* BEGIN Data records *

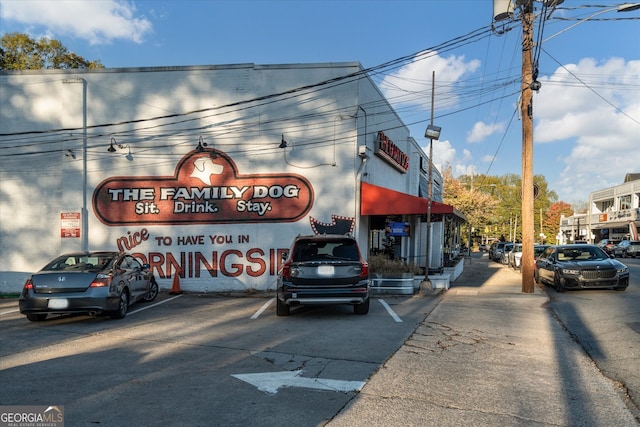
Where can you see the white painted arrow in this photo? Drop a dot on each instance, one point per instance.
(270, 382)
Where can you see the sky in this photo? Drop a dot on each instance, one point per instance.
(586, 113)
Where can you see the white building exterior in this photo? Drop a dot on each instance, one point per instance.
(613, 213)
(205, 172)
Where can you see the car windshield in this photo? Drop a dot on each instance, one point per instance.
(320, 250)
(581, 254)
(90, 262)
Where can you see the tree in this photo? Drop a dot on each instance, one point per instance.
(18, 51)
(552, 218)
(477, 203)
(505, 218)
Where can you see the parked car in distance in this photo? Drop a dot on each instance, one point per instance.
(515, 255)
(627, 248)
(580, 267)
(496, 253)
(607, 245)
(515, 259)
(323, 269)
(87, 282)
(506, 249)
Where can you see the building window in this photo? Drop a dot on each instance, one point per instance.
(625, 202)
(606, 206)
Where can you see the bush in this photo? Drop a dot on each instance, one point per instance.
(380, 264)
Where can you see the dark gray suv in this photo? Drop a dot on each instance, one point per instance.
(323, 269)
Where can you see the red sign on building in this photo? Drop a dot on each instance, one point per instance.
(70, 224)
(389, 152)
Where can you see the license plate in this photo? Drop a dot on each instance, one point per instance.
(325, 270)
(58, 303)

* END Data records *

*The exercise*. Rewrite every one of the records above, substituting "Place a marker" for each occurrence of "Drop a dot" and keeping everything else unchanged. Leave the pictures out of your answer.

*Result of this task*.
Where can you see the white painted arrow in this photo? Place a marker on each instance, one point per instance.
(270, 382)
Where can you see the sky in this photo? Place a marker on each instance, one point per instance.
(586, 113)
Where can you see the white building exterior in this photo? Place a marker on each instance, one point per instance.
(613, 213)
(205, 172)
Where can you see the car windshield in this photo? Place a marker on each instance, one point per instance.
(320, 250)
(581, 254)
(90, 262)
Where can you see the tree in this photo? Place a marker on each instance, one point per instance.
(18, 51)
(552, 218)
(477, 203)
(505, 218)
Where can you see the parked car in distance in this photo? Place a marker on each instance, one point per instance.
(515, 255)
(627, 248)
(580, 267)
(496, 253)
(607, 245)
(515, 259)
(323, 269)
(87, 282)
(506, 249)
Where can you see the building window in this photo? Place a marker on each instance, one point per instance.
(625, 202)
(606, 206)
Where can you see the bush in this photo? Place a marker on each instance, one point per instance.
(380, 264)
Where can you see the dark gray suv in this photo? Place a marker on each instance, one point per instance.
(323, 269)
Where can you see the red sign on building in this photo? Place a marker on each instance, one point per instance.
(70, 224)
(389, 152)
Where can you see the license plate in this photo? Place a marker on each instance, one point per instance.
(325, 270)
(58, 303)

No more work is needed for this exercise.